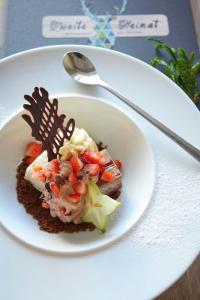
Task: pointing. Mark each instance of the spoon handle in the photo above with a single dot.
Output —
(193, 151)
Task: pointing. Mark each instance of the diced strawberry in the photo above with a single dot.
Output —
(91, 157)
(45, 205)
(118, 163)
(37, 168)
(74, 198)
(76, 163)
(108, 176)
(55, 189)
(73, 178)
(30, 160)
(80, 188)
(48, 174)
(33, 149)
(41, 176)
(56, 166)
(92, 169)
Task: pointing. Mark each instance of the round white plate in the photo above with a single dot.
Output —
(130, 268)
(104, 122)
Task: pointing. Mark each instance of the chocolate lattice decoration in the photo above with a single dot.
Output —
(47, 126)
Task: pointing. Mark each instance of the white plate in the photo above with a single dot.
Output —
(125, 141)
(129, 268)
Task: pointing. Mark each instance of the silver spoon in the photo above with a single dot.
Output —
(81, 69)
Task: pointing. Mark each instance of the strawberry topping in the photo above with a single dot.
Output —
(108, 176)
(76, 163)
(92, 169)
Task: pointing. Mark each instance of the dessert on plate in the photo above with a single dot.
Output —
(66, 181)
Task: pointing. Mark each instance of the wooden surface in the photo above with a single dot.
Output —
(188, 286)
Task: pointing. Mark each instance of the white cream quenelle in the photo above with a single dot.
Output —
(79, 142)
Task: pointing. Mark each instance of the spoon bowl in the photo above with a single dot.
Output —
(80, 68)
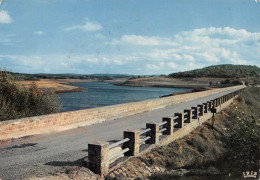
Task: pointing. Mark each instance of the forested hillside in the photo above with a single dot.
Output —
(221, 71)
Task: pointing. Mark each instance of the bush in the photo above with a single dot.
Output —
(17, 101)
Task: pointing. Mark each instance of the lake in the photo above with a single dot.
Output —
(100, 94)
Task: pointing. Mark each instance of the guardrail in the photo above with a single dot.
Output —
(99, 158)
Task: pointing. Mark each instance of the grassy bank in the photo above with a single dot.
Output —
(228, 149)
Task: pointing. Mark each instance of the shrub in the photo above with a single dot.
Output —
(17, 101)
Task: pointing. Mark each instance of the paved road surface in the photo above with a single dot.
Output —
(49, 153)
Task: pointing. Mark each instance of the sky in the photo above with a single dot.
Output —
(140, 37)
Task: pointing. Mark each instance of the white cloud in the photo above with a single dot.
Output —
(143, 40)
(39, 33)
(172, 65)
(100, 36)
(188, 57)
(5, 17)
(88, 26)
(192, 49)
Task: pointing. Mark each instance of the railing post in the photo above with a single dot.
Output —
(98, 155)
(168, 125)
(133, 143)
(188, 115)
(154, 133)
(215, 103)
(194, 112)
(179, 120)
(206, 107)
(201, 109)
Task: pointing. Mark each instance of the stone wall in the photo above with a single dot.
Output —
(68, 120)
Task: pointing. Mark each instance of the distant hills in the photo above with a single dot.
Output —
(220, 71)
(22, 76)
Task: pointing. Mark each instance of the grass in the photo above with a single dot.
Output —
(17, 101)
(231, 148)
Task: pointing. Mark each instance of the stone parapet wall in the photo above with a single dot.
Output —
(73, 119)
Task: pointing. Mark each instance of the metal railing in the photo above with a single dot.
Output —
(163, 123)
(144, 131)
(144, 139)
(118, 153)
(164, 129)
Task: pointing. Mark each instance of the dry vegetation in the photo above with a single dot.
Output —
(58, 86)
(17, 101)
(232, 147)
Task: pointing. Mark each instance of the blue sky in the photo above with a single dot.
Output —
(127, 36)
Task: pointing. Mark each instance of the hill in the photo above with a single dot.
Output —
(220, 71)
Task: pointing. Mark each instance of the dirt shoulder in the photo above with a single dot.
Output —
(203, 153)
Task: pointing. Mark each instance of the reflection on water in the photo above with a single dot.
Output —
(104, 94)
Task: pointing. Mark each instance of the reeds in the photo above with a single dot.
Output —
(16, 101)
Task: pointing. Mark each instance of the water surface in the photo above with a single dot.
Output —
(100, 94)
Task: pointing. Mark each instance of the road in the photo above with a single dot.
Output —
(50, 153)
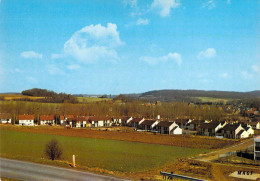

===

◆ Enunciado do problema ◆
Extraia da listagem acima todas as linhas em que aparece a palavra "road".

◆ Resolução do exercício ◆
Task: pointing. Mark each instance of the paved road surface in the photo above with a single dot.
Task: pointing. Mark each instance of the road in the photo above with a single dot.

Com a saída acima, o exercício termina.